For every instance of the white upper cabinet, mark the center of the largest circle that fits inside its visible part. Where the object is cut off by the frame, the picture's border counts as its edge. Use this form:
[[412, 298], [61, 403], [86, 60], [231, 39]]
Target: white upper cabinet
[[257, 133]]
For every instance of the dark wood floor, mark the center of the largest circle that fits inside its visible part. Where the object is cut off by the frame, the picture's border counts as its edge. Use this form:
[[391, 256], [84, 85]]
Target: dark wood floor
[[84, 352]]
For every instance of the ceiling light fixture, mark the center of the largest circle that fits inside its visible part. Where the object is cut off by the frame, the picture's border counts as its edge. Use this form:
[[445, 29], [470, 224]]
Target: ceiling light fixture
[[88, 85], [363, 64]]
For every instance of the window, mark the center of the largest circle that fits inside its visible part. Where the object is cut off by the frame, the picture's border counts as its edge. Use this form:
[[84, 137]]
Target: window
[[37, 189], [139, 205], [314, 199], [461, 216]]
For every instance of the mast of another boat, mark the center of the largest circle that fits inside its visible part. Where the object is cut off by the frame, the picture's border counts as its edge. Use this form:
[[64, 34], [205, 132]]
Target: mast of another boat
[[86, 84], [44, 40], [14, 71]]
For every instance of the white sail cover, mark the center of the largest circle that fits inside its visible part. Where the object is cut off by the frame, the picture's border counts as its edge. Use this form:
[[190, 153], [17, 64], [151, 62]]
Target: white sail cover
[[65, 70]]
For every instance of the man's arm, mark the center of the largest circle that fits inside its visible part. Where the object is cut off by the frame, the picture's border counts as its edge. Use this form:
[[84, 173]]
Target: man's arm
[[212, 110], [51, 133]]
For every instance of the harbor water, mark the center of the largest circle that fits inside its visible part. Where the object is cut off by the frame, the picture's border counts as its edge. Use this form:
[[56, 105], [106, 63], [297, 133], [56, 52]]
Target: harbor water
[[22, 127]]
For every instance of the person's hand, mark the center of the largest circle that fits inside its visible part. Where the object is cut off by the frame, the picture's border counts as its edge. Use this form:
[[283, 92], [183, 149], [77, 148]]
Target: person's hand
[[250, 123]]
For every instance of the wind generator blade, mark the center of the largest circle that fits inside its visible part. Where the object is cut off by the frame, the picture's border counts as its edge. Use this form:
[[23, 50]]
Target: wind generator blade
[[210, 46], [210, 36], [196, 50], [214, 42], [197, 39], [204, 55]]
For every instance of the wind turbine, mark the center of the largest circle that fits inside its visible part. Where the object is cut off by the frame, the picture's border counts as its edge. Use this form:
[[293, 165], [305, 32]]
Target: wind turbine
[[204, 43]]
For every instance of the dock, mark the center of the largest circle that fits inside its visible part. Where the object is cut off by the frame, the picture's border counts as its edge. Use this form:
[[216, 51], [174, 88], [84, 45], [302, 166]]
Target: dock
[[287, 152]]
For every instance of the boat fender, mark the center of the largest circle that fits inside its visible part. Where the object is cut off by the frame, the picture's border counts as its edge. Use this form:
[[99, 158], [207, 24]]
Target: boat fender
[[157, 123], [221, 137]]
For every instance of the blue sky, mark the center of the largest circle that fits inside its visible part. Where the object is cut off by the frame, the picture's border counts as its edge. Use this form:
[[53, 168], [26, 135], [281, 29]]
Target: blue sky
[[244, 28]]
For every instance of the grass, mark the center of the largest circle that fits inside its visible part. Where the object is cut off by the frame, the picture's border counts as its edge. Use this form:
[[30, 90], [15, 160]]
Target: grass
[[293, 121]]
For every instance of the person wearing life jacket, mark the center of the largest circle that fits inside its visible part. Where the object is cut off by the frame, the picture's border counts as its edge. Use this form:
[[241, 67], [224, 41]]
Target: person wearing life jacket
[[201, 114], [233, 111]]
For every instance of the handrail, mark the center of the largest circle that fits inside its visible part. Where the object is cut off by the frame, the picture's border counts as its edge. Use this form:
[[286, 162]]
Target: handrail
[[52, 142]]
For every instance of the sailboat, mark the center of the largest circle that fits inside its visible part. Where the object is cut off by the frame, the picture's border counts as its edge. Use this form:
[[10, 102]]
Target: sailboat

⁂

> _Aim_
Copy every one of the records above verbatim, line for line, with no changes.

> _Written reply_
For every instance of the white upper cabinet, mark the center of the largest circle that fits inside its visible part. Where the object is cut off by the frame, the picture's border counts as its edge. Use this form:
[[412, 298], [61, 403], [86, 60], [231, 39]]
Target: white upper cabinet
[[257, 133]]
For every instance of the dark wood floor, mark the center of the largest circle that fits inside its visible part. Where the object is cut off by the frame, the picture's border counts as its edge. Use this form:
[[391, 256], [84, 85]]
Target: dark wood floor
[[84, 352]]
For every instance of the ceiling light fixture, mark the center of the largest circle that fits inside its visible part. Where the object is cut off by the frame, the picture's border counts as its edge. Use this form:
[[445, 29], [470, 224]]
Target: ceiling light fixture
[[88, 85], [363, 64]]
For every instance of the window, mark the center of the largest circle that fits inside its visible part. Where the object is cut off by the frame, the picture's border counts as its edge. Use this form:
[[84, 137]]
Target: window
[[37, 189], [139, 205], [314, 199], [461, 216]]
For every instance of the mast of another boat, mark the center of the largest circle that fits inside its visible part. Where the object is cut off by the frame, the picture's border counts as its edge. Use this form:
[[64, 34], [205, 132]]
Target: mast of another boat
[[86, 84], [44, 40], [14, 71]]
For every instance of the white sail cover, mark the center of the largest circle that fits inside its visible part. Where the object is cut off by the frame, the picture's border counts as its edge. Use this form:
[[190, 153], [17, 64], [151, 62]]
Target: white sail cover
[[65, 70]]
For every instance of the man's arm, mark the center of the largest circle that fits inside its visible part. Where the object is cut off by the frame, the picture's border counts as its edge. Use this form:
[[84, 173]]
Target: man's arm
[[212, 110], [51, 133]]
For every instance of the harbor water, mark the center of the largest circle that fits inside its visible part. Where the object is cut off by the frame, the picture's border counts as its edge. Use this form:
[[56, 105], [106, 63], [297, 133], [56, 52]]
Target: harbor water
[[22, 127]]
For every instance of the person's hand, mark the center of the largest circle that fits inside its visible part. Where the object is cut off by the frame, the picture's border counts as its edge. Use this form:
[[283, 92], [183, 149], [77, 148]]
Target: person's hand
[[250, 123]]
For every instance of the wind generator blade, mark the center of the largest circle that fits inside its visible part. Where the object is cut off by the frame, the picture's border counts as its edge. Use this form:
[[23, 50]]
Target: wind generator blade
[[210, 46], [210, 36], [196, 50], [214, 42], [197, 39], [204, 55]]
For every instance of the wind turbine, mark the center of the largest circle that fits inside its visible part. Where the object is cut off by the frame, the picture's border counts as its edge. Use this form:
[[293, 165], [305, 32]]
Target: wind turbine
[[204, 43]]
For every instance of the dock, mark the center of the largest circle that fits inside its visible part. Where the object is cut off by the frame, the picture's border counts as its edge. Use this form:
[[216, 51], [174, 88], [84, 45], [302, 166]]
Target: dock
[[287, 152]]
For every instance of the boat fender, mark the center of the largest circle that fits inside its visible part. Where the object is cut off by the frame, the picture's border counts as its edge. Use this form:
[[99, 158], [207, 24]]
Target: boat fender
[[157, 123], [221, 137]]
For every instance of the blue sky, mark the center of the largest circle that fits inside its visible part. Where the object is cut off by the frame, the picture's border counts as its edge. Use this form:
[[53, 168], [26, 135], [281, 29]]
Target: blue sky
[[244, 28]]
For every instance of the grass, mark the center of the largest circle that fits inside its visible part. Where the object is cut off by the frame, the picture's border counts as its edge. Use this form:
[[30, 90], [15, 160]]
Target: grass
[[293, 121]]
For every instance of the person wearing life jacket, mark the center of the largest circle that fits inside its visible part. Where the object is cut off by the frame, the picture's border counts as its edge. Use this form:
[[241, 67], [224, 41]]
Target: person wearing life jacket
[[201, 114], [233, 111]]
For every instance of the handrail, mark the center of the largest circle that fits inside its visible part. Where the object is cut off by the frame, the picture's border counts as its edge. Use this form:
[[286, 162]]
Target: handrail
[[52, 142]]
For every instance of the sailboat, mark the center of the largest circle that fits inside its visible part. Where the object is cut off by the frame, the picture's border counts as its edge. Use this form:
[[10, 102]]
Target: sailboat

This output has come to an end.